:: Supplied data ::

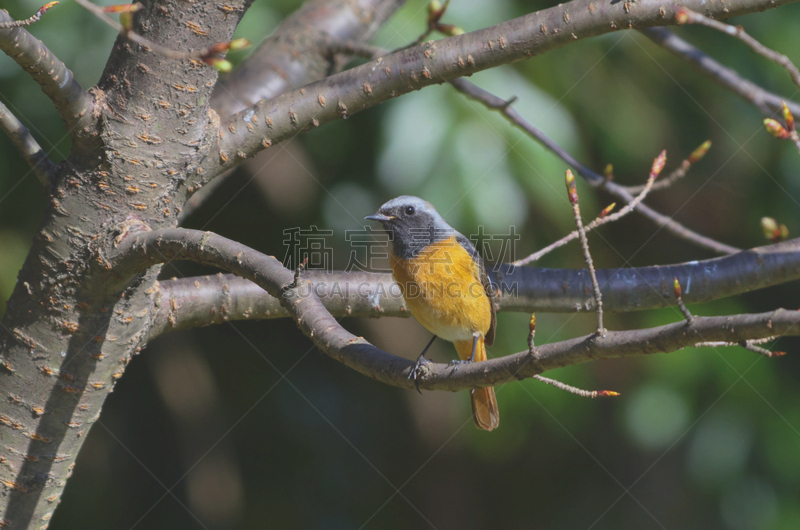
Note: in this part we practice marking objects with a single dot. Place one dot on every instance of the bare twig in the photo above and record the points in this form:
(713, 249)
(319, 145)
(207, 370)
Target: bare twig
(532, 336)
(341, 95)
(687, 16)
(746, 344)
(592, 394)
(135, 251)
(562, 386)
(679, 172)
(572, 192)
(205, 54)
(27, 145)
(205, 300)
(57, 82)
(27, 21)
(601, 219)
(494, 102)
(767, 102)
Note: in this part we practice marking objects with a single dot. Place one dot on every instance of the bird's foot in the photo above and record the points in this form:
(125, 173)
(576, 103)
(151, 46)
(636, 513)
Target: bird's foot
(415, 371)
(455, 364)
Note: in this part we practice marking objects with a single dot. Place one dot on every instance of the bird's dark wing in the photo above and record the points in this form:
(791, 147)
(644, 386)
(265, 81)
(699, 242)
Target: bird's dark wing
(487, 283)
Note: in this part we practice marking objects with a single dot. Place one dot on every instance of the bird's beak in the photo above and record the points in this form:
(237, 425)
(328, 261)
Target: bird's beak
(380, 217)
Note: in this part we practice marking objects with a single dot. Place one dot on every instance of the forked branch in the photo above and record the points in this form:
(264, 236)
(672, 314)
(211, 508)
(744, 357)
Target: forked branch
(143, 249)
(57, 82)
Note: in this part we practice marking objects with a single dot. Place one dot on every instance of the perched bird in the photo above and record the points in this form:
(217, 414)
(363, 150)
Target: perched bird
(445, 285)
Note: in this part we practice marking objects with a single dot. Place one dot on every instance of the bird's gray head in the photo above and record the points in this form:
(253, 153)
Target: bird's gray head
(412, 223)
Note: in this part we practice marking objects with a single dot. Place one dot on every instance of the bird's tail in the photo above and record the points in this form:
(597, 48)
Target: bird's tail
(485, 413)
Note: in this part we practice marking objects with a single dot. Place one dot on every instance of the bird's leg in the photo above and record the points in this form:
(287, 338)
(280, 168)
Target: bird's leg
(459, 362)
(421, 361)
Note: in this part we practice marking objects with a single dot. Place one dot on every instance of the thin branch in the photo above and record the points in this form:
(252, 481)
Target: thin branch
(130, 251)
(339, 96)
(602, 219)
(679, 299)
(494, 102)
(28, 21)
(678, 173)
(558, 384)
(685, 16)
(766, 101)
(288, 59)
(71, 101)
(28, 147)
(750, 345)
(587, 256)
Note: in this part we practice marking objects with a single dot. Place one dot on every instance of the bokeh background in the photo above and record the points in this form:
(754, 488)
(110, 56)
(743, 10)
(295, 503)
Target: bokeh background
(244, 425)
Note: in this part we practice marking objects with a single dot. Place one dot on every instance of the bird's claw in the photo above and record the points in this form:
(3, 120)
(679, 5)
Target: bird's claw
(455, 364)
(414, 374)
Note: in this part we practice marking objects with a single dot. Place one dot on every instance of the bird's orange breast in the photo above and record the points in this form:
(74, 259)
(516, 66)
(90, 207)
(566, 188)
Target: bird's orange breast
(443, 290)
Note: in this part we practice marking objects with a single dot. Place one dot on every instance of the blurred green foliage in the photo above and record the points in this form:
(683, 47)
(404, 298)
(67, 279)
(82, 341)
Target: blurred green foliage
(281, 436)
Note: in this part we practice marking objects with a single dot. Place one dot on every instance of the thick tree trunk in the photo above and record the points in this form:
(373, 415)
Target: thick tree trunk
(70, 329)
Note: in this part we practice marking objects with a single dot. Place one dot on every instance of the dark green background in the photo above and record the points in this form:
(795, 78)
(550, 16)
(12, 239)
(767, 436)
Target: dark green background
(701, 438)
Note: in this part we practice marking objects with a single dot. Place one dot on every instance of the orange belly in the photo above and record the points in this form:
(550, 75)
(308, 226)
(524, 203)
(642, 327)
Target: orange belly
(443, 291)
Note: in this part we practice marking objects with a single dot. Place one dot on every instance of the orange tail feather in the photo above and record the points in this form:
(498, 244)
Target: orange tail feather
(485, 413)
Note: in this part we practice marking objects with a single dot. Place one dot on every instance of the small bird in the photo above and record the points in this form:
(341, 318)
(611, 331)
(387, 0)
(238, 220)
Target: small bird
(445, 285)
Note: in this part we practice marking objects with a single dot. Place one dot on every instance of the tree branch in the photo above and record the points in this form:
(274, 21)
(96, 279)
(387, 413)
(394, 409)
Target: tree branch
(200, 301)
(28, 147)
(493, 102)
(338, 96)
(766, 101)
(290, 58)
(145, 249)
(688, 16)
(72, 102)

:::
:: Supplied data ::

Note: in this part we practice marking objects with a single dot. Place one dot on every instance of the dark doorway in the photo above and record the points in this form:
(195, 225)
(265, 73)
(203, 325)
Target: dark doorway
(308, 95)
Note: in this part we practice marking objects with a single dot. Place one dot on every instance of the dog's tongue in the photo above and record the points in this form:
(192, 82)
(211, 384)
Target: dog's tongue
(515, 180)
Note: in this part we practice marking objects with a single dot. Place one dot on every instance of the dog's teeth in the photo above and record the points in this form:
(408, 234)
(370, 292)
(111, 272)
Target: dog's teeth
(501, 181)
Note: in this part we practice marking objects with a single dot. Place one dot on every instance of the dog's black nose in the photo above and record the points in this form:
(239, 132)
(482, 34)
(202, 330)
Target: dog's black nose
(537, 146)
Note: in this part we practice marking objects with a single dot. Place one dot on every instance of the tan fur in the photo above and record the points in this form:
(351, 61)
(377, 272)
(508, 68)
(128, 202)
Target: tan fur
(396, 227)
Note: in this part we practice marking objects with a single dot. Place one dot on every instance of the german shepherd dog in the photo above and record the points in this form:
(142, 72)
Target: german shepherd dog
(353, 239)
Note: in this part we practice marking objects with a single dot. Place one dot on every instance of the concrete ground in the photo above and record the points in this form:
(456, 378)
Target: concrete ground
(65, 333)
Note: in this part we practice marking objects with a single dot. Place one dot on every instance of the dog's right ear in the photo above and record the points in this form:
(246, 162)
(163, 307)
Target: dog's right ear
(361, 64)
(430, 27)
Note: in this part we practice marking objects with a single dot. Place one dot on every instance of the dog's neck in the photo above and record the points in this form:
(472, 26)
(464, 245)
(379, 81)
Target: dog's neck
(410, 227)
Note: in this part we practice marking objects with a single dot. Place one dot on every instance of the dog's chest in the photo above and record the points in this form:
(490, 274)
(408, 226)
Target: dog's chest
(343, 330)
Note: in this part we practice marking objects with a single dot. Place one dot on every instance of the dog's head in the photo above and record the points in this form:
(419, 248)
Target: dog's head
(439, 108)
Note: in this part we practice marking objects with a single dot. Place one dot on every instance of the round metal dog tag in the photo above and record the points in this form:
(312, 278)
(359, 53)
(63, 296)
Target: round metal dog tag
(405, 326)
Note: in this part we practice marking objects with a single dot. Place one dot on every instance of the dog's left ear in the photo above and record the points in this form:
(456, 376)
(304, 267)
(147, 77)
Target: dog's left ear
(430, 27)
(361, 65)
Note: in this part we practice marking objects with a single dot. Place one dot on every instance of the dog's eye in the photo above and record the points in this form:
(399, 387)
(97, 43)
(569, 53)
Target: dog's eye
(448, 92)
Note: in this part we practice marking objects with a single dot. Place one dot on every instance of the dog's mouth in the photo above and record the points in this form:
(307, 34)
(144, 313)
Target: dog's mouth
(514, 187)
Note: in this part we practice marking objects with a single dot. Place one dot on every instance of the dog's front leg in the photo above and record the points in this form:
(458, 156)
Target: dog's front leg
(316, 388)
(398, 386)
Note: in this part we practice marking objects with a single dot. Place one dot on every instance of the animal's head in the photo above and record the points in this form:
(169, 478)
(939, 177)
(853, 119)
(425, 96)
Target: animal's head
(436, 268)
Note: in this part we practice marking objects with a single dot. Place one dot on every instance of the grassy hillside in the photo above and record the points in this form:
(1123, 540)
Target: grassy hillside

:::

Work instructions -
Rewrite everything from the line containing "of the animal's" down to the line containing "Target: grassy hillside", replacing "single dot" with "single mark" and leaving the rest unchanged.

Correct response -
Note: in this part we practice marking objects with a single mark. Place one dot on every instance of the animal's head in the photo above and record the points in this form:
(169, 478)
(939, 177)
(853, 119)
(425, 96)
Target: animal's head
(436, 268)
Note: in this part we practice marking objects with a single mark. Place one dot on every instance of the grassy hillside in the photo above and record the points in this form:
(1123, 540)
Target: grassy hillside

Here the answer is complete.